Rewrite every line from the one containing "[mark] the sky" through the end of the records, requests included. Shift each coordinate in the answer points by -124, leaving the numbers in the requests and their sample points unchanged.

[Point placement records]
----------------

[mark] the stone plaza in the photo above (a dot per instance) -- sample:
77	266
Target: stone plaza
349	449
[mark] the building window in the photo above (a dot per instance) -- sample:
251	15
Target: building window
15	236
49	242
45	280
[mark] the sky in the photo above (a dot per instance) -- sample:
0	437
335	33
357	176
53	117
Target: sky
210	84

----------------

- Response to this task -
[mark] the sky in the photo above (a dot per instance) -- sample:
0	437
335	33
357	176
53	117
Target: sky
86	-40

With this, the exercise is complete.